WORK TO BE COMPLETED: Can you render every line of the listing as a Markdown table with the columns Row and Listing line, numbering the rows and leaving out blank lines?

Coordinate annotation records
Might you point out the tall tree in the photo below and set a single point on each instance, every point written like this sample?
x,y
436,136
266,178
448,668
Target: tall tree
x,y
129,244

CORRECT OUTPUT:
| Row | Listing line |
|---|---|
| 1 | Might you point out the tall tree in the photo below and set a single point on each instance, every point written like this sample? |
| 2 | x,y |
| 3 | 436,136 |
| 4 | 266,178 |
| 5 | 448,668 |
| 6 | Target: tall tree |
| 7 | x,y |
| 8 | 129,244 |